* **Exercise**
Repeat every record below exactly, but leave out any pictures.

***** Records for this task

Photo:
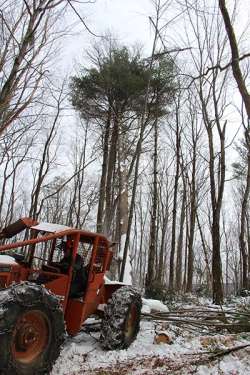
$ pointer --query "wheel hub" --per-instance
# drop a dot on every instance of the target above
(30, 337)
(130, 322)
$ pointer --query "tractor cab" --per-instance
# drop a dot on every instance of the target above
(71, 263)
(52, 276)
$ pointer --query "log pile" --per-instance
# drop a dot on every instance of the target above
(206, 318)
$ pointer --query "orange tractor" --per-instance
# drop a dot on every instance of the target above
(53, 278)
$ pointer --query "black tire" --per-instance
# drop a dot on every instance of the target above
(121, 320)
(32, 329)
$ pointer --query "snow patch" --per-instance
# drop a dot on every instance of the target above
(153, 305)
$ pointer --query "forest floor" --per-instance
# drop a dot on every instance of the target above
(190, 352)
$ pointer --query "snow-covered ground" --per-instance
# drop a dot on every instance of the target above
(188, 354)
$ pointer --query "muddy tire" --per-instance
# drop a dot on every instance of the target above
(31, 330)
(121, 320)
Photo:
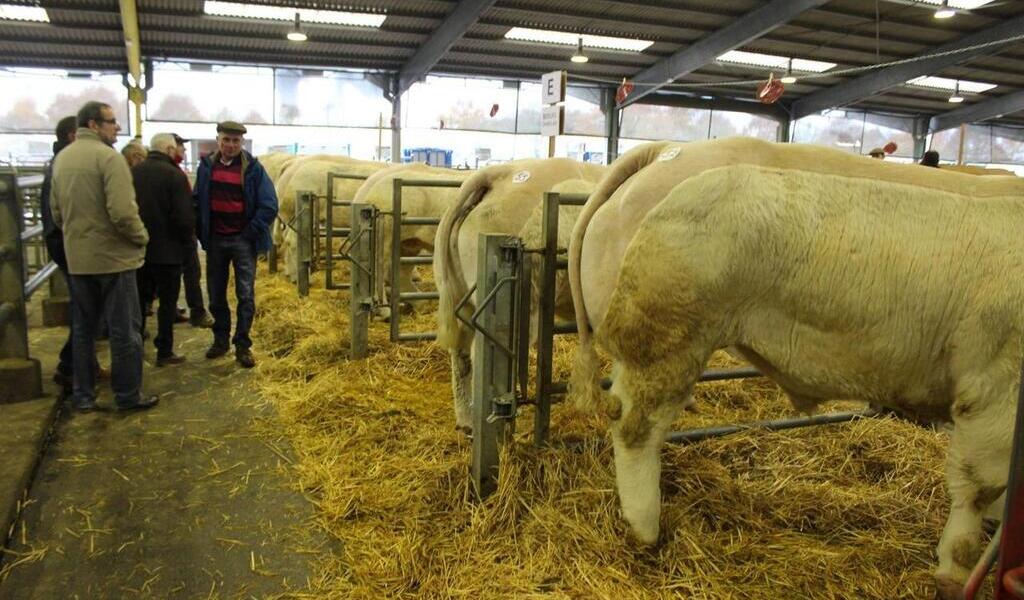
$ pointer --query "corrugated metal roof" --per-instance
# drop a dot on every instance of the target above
(86, 34)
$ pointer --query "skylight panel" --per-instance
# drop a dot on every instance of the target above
(775, 61)
(570, 39)
(18, 12)
(244, 10)
(947, 84)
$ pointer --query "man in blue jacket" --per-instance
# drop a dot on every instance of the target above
(237, 205)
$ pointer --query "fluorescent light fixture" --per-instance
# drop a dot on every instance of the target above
(580, 56)
(244, 10)
(944, 11)
(296, 34)
(944, 83)
(771, 60)
(961, 4)
(37, 71)
(569, 39)
(17, 12)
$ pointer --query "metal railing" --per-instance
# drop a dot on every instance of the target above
(397, 260)
(17, 283)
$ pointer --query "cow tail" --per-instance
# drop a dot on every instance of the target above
(452, 287)
(585, 389)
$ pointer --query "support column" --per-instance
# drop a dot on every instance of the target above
(20, 378)
(611, 115)
(395, 122)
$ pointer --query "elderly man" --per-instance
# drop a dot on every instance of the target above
(94, 204)
(165, 205)
(237, 205)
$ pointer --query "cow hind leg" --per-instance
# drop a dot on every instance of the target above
(462, 371)
(644, 403)
(976, 471)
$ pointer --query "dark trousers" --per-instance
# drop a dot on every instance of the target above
(66, 366)
(223, 252)
(164, 282)
(192, 274)
(114, 296)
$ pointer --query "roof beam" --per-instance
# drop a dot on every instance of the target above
(747, 28)
(871, 83)
(992, 109)
(452, 29)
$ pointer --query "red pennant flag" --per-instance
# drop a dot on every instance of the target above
(624, 91)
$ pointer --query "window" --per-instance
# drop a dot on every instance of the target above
(37, 98)
(328, 97)
(729, 124)
(653, 122)
(451, 102)
(210, 93)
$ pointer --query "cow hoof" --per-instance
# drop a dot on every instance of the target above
(947, 589)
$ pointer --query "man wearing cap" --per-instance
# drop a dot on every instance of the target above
(237, 204)
(190, 272)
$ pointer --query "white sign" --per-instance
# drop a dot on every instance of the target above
(553, 87)
(552, 119)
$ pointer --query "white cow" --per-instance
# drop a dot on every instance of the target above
(844, 282)
(416, 202)
(309, 174)
(499, 199)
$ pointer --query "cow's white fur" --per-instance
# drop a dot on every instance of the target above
(836, 287)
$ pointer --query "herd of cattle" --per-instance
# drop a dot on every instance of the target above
(838, 275)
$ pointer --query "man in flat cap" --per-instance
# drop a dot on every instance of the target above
(236, 204)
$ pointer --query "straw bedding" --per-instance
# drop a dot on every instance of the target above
(842, 511)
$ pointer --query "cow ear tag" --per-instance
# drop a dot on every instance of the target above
(668, 155)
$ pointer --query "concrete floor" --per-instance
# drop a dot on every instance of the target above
(182, 501)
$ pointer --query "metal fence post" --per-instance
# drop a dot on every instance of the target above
(360, 256)
(494, 370)
(395, 250)
(546, 317)
(20, 378)
(304, 234)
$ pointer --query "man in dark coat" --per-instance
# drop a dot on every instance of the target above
(237, 205)
(165, 206)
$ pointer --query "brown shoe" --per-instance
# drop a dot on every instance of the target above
(245, 358)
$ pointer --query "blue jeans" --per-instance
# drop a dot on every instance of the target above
(222, 252)
(116, 297)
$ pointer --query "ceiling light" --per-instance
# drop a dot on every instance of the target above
(943, 83)
(957, 4)
(759, 59)
(955, 97)
(16, 12)
(580, 56)
(567, 39)
(944, 11)
(244, 10)
(788, 77)
(296, 34)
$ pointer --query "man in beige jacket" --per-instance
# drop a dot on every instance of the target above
(93, 202)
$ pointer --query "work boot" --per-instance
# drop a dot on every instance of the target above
(171, 358)
(219, 348)
(244, 356)
(201, 319)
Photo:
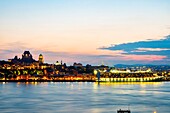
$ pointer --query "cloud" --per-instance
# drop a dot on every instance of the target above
(151, 50)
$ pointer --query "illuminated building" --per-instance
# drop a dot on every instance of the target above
(41, 59)
(27, 57)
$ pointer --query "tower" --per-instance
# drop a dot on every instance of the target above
(41, 59)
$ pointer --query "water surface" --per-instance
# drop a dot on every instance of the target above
(86, 97)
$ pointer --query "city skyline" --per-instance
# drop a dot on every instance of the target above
(90, 32)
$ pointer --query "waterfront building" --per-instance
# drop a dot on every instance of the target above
(41, 59)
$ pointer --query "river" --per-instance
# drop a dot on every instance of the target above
(84, 97)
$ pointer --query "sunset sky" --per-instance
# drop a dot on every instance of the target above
(87, 31)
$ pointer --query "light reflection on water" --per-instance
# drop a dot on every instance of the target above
(80, 97)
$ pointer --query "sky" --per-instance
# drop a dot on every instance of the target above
(87, 31)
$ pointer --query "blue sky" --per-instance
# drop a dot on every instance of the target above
(74, 30)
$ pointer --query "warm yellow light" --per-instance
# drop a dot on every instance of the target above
(95, 72)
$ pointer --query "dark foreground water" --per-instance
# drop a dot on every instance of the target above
(84, 97)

**********

* **Result of this task**
Photo:
$ pointer --query "wheel hub" --per-instance
# drop a dot on every instance of the target above
(30, 337)
(130, 322)
$ pointer --query "tractor cab" --per-instance
# drop a dot on every instance of the target above
(71, 263)
(52, 276)
$ pointer --query "log pile" --per-instance
# drop a dot on every instance of the target above
(206, 318)
$ pointer --query "orange tractor" --per-instance
# drop a dot on every instance of the target above
(53, 278)
$ pointer --query "black tire" --per-instance
# drop a dot on every instance of the target above
(121, 320)
(32, 329)
$ pointer --query "snow patch" --per-instance
# drop a dot on every instance of the target above
(153, 305)
$ pointer --query "forest floor" --per-instance
# drop a dot on every instance of the target above
(190, 352)
$ pointer --query "snow-covered ground" --per-instance
# drop a dot on every instance of the target above
(188, 354)
$ pointer --query "muddy tire" --per-instance
# drop a dot on every instance of the target above
(31, 330)
(121, 320)
Photo:
$ pointer --query "corrugated metal roof" --per-instance
# drop a dot on every instance of the target above
(86, 34)
$ pointer --query "skylight panel" --per-instance
# drop a dot on every instance of the target above
(775, 61)
(570, 39)
(18, 12)
(244, 10)
(947, 84)
$ pointer --query "man in blue jacket" --per-instance
# drop a dot on every instance of the target above
(237, 205)
$ pointer --query "fluorescent light fixture" --per-instance
# drop a dot on every instance of the target above
(580, 56)
(244, 10)
(944, 11)
(296, 34)
(944, 83)
(771, 60)
(961, 4)
(37, 71)
(569, 39)
(17, 12)
$ pointer --query "metal railing" --per-instance
# drop a dot on every instance of the target above
(397, 260)
(17, 283)
$ pointer --query "cow tail" --per-instance
# drop a dot on every instance of the target above
(452, 287)
(585, 389)
$ pointer --query "support column" --per-instance
# drop a dot on every instance of the target above
(20, 378)
(611, 115)
(395, 122)
$ pointer --query "elderly man" --per-instance
# drop a dot on every instance of the target above
(94, 204)
(165, 205)
(237, 205)
$ pointer --query "cow hind leg" --per-instance
# drop a dot on every instance of the target above
(462, 371)
(644, 403)
(976, 471)
$ pointer --query "dark trousers" --per-instance
# drop a dot on every instance of the target above
(66, 366)
(223, 252)
(164, 282)
(192, 274)
(114, 296)
$ pointer --query "roof beam" --per-instance
# drop a dot on every instance of the target above
(747, 28)
(871, 83)
(992, 109)
(452, 29)
$ pointer --query "red pennant flag" --per-instance
# drop a dot on every instance of the target above
(624, 91)
$ pointer --query "window" --per-instance
# drop a dot on every instance of the target above
(37, 98)
(328, 97)
(729, 124)
(653, 122)
(451, 102)
(210, 93)
$ pointer --query "cow hoof" --per-instance
# drop a dot on every instance of the target above
(947, 589)
$ pointer --query "man wearing cap" --per-instance
# drop a dot on every instance of the target above
(237, 204)
(190, 272)
$ pointer --query "white sign" --per-instance
# drop a dot on every instance of the target above
(553, 87)
(552, 119)
$ pointer --query "white cow" --per-instance
# drop a dot on every instance of the target above
(844, 282)
(416, 202)
(309, 174)
(499, 199)
$ pointer --query "cow's white fur" --per-instance
# drop a dot on every instance of the target above
(836, 287)
$ pointer --query "herd of cattle" --per-instance
# drop a dot on every instance of the target above
(838, 275)
$ pointer --query "man in flat cap" --per-instance
# drop a dot on every instance of the target above
(236, 204)
$ pointer --query "straw bedding" --per-instance
# drop a dot on every instance of the target above
(842, 511)
$ pointer --query "cow ear tag" --per-instance
# drop a dot on every instance of the target above
(668, 155)
$ pointer --query "concrete floor" --per-instance
# drop a dot on every instance of the target above
(182, 501)
$ pointer --query "metal fence post" --per-instance
# drop a dot on every instance of the target above
(360, 256)
(494, 370)
(395, 250)
(546, 317)
(20, 378)
(304, 234)
$ pointer --query "man in dark coat" --per-instance
# drop a dot on every instance of the target above
(237, 205)
(165, 206)
$ pointer --query "brown shoe" --per-instance
# drop a dot on every instance of the target above
(245, 358)
$ pointer --query "blue jeans" --per-instance
# drop a dot on every instance of the target above
(222, 252)
(116, 297)
$ pointer --query "ceiling light" --per-instance
# drop a dot on every instance of the target above
(943, 83)
(957, 4)
(759, 59)
(955, 97)
(16, 12)
(580, 56)
(567, 39)
(944, 11)
(244, 10)
(788, 77)
(296, 34)
$ pointer --query "man in beige jacket" --per-instance
# drop a dot on every instance of the target above
(93, 202)
$ pointer --query "work boot" --per-instance
# drop a dot on every instance of the target above
(171, 358)
(219, 348)
(244, 356)
(201, 319)
Photo:
$ pointer --query "cloud" --per-instance
# drop a dot on every instance of the target above
(151, 50)
$ pointer --query "illuminated building" --per-instance
# drop a dot on every instance of the target above
(41, 59)
(27, 57)
$ pointer --query "tower" --per-instance
# drop a dot on every instance of the target above
(41, 59)
$ pointer --query "water surface" --per-instance
# drop a dot on every instance of the target above
(86, 97)
$ pointer --query "city skyline" --per-instance
# drop a dot on every instance of the target above
(90, 32)
$ pointer --query "waterfront building" --per-instance
# drop a dot on every instance of the target above
(41, 59)
$ pointer --query "river" --per-instance
# drop a dot on every instance of the target above
(84, 97)
$ pointer --query "sunset sky" --per-instance
# drop a dot on every instance of the target above
(87, 31)
$ pointer --query "light reflection on water" --per-instance
# drop a dot on every instance of the target above
(80, 97)
$ pointer --query "sky" --per-instance
# drop a dot on every instance of the target above
(87, 31)
$ pointer --query "blue sky" --per-instance
# drop a dot on every instance of the target above
(74, 30)
$ pointer --query "warm yellow light" --per-instance
# drop a dot on every instance of the target above
(95, 72)
$ pointer --query "dark foreground water" --per-instance
# drop a dot on every instance of the target above
(84, 97)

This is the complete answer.